REQUIREMENT |
Output all of the entries below precisely as written.

SUPPLIED MATERIAL |
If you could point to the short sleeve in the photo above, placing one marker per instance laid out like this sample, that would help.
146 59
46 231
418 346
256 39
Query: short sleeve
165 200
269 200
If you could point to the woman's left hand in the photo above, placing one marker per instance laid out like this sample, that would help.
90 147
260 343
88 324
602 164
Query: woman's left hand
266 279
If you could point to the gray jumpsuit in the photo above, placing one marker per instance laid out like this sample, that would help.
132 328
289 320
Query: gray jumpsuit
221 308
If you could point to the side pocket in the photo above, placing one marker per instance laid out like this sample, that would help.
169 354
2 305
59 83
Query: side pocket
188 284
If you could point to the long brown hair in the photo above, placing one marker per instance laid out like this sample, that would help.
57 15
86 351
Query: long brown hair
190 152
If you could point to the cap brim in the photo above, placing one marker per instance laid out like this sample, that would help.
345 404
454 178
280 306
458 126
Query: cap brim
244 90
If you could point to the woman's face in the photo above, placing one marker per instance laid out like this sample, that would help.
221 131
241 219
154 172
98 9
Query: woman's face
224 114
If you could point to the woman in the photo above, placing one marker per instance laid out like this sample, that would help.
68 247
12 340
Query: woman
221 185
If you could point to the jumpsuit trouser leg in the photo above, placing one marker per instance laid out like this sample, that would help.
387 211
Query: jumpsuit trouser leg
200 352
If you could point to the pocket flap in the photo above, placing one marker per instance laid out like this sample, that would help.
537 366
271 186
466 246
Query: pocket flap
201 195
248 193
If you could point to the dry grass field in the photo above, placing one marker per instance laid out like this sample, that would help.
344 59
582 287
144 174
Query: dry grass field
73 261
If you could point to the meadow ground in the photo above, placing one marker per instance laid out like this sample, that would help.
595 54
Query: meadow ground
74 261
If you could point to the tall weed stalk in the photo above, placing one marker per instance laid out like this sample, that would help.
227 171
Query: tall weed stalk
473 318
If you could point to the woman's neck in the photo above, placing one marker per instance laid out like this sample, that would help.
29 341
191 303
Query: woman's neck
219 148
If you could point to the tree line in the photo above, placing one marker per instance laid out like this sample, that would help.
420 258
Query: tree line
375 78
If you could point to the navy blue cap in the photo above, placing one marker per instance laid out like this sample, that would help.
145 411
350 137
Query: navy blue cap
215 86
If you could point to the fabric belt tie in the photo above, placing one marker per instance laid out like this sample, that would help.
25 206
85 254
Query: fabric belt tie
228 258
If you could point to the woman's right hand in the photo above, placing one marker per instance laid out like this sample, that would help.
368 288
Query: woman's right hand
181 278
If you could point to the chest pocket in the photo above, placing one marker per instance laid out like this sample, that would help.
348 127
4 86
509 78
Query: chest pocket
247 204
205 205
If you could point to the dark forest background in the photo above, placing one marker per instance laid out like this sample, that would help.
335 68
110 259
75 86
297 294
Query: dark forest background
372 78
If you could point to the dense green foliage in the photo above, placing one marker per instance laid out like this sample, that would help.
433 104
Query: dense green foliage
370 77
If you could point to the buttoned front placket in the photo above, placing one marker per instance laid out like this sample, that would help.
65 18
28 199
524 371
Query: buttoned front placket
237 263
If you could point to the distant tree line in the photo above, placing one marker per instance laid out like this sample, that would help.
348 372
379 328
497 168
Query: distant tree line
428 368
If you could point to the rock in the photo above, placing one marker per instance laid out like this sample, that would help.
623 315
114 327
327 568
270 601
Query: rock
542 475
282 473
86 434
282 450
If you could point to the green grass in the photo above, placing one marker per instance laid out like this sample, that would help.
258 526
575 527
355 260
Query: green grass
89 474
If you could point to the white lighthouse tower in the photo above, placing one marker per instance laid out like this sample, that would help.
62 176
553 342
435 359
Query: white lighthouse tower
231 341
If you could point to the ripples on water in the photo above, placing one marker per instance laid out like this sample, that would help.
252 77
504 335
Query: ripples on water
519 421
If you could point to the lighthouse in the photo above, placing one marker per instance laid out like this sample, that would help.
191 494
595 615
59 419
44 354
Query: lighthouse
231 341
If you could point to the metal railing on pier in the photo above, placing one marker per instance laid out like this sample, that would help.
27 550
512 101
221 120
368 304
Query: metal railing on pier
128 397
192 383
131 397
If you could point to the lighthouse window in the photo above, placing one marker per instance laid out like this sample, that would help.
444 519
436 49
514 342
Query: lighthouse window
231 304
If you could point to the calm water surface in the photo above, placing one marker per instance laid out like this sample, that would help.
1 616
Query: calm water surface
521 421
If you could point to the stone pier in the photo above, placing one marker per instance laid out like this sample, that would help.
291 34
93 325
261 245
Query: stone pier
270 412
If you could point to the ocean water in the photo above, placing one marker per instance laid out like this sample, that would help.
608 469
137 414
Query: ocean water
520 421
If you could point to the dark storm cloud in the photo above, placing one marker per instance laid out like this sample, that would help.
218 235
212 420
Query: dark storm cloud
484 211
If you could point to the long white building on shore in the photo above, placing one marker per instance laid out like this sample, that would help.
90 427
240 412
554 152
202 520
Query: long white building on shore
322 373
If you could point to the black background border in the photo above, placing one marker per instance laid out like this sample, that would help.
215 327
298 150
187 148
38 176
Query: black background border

RESPONSE BELOW |
If you could point to the short sleeve in the photo above, placing one marker per instance laid out like this sample, that would help.
146 59
46 231
418 346
256 39
Query: short sleeve
165 200
269 200
If you could point to the woman's left hand in the photo above, placing one marker per instance laid out like this sample, that would help.
90 147
260 343
88 324
602 164
Query: woman's left hand
266 279
If you could point to the gray jumpsuit in the photo above, placing one marker per instance laid out like this sample, that would help.
132 328
289 320
Query: gray jumpsuit
221 308
If you could point to the side pocket in the photo above, placing one marker per instance laid out like this sample, that would help.
169 354
2 305
59 83
Query: side pocket
188 284
If you could point to the long brown hair in the photo above, placing one marker per instance laid out like this sample, that would help.
57 15
86 351
Query: long brown hair
190 152
If you could point to the cap brim in the photo above, placing one marker per instance laid out like this sample, that would help.
345 404
454 178
280 306
458 126
Query: cap brim
244 90
If you could point to the woman's face in the photo above, placing one marker per instance laid out like this sample, that would help.
221 131
241 219
154 172
98 9
Query: woman's face
224 114
If you could point to the woman in the photo above, placing one marker per instance laid out like this sample, that would help.
68 247
12 340
Query: woman
221 185
If you could point to the jumpsuit trouser leg in the photo above, placing one marker per instance laid out like this sample, that would help.
387 211
Query: jumpsuit trouser leg
200 352
If you could point to the pocket flap in the photo above, placing one marker per instance laid out like this sample, that would help.
537 366
271 186
466 246
Query: pocket flap
201 195
248 193
If you could point to the dry grass field in the photo above, placing one marker per instance laid out like this sample, that would help.
344 59
582 287
144 174
Query: dry grass field
73 261
If you could point to the meadow ground in the photo above, placing one marker per instance laid out like this sample, that would help.
595 54
Query: meadow ground
74 261
If you could point to the tall weed stalk in the photo above, placing one marker per instance laid out like this sample, that would help.
227 171
Query: tall weed stalk
473 318
If you could point to the woman's neck in the photo above, placing one marker per instance laid out like this sample, that would help.
29 341
191 303
Query: woman's neck
219 148
If you could point to the tree line in the photo above, placing one marker per instance laid out like this sample, that would help.
420 258
Query: tree line
375 78
If you could point to the navy blue cap in the photo above, placing one marker per instance laid out like this sample, that would help.
145 411
350 137
Query: navy blue cap
215 86
If you could point to the fabric belt tie in the photo above, placing one marker per instance laid out like this sample, that would help.
25 206
85 254
Query: fabric belt tie
228 258
If you could point to the woman's right hand in the photo above, placing one marker per instance laid out like this sample, that would help.
368 288
Query: woman's right hand
181 278
If you could point to the chest pocket in the photo above, placing one marker per instance laid out like this sample, that would help.
348 127
4 86
509 78
Query: chest pocket
247 204
205 205
If you could point to the dark forest background in the photo above, placing one marker per instance laid out like this sample, that would help.
335 68
110 259
75 86
297 294
Query: dark forest background
372 78
If you could point to the dense green foliage in the photo above, placing one marker per instance laid out like this sample, that would help.
433 104
Query: dense green foliage
370 77
If you could point to the buttoned front placket in the photo above, placing one marker per instance laid out like this sample, that would help.
65 18
28 199
524 371
Query: buttoned front placket
237 263
If you could point to the distant tree line in the photo above, placing one marker per instance laid out like this sample, that would help.
348 372
379 328
497 168
Query: distant tree line
428 368
If you could point to the rock in the photo above, placing one marker per instance laid out like this sample, that would help.
623 315
114 327
327 568
270 601
Query: rock
542 475
282 473
86 434
282 450
If you could point to the green grass in the photo above, placing one marker per instance laid out like this sample, that would help.
258 526
575 527
355 260
Query: green grass
89 474
If you could point to the white lighthouse tower in the photo above, placing one marker per instance laid out like this sample, that would help.
62 176
553 342
435 359
Query: white lighthouse tower
231 341
If you could point to the ripples on water in the photo above, placing one marker per instance laid out like this sample, that would help.
252 77
504 335
Query: ripples on water
519 421
If you could point to the lighthouse in the photo above, placing one marker per instance laid out like this sample, that would help.
191 494
595 615
59 419
44 354
Query: lighthouse
231 341
If you could point to the metal railing on pier in the photo above, placing one marker per instance laid out like this sample, that would help.
27 550
512 101
221 120
368 304
Query: metal railing on pier
128 397
192 383
131 397
If you could point to the lighthouse window in the photo above, placing one marker per instance laid out like this sample, that would help.
444 519
436 49
514 342
Query: lighthouse window
231 304
If you could point to the calm water surface in the photo above, placing one marker per instance laid out like this sample, that would help.
1 616
Query: calm water surface
521 421
If you could point to the stone pier in the photo above, placing one marker per instance laid out like this sample, that would help.
291 34
93 325
261 245
Query: stone pier
270 412
If you could point to the ocean water in the photo above, placing one marker per instance laid out like this sample, that would help.
608 469
137 414
Query: ocean water
520 421
If you could point to the dark storm cloud in the photo above, placing one marker per instance laid out like this sample, that would help.
218 235
212 420
Query: dark storm cloud
484 211
If you could point to the long white building on shore in the photo above, placing one marker per instance laid out like this sample, that would help.
90 427
240 412
554 152
202 520
Query: long white building on shore
322 373
If you could point to the black background border in the photo above, placing one marker per instance laid out like this sample, that would help.
215 327
298 150
187 148
38 176
Query: black background border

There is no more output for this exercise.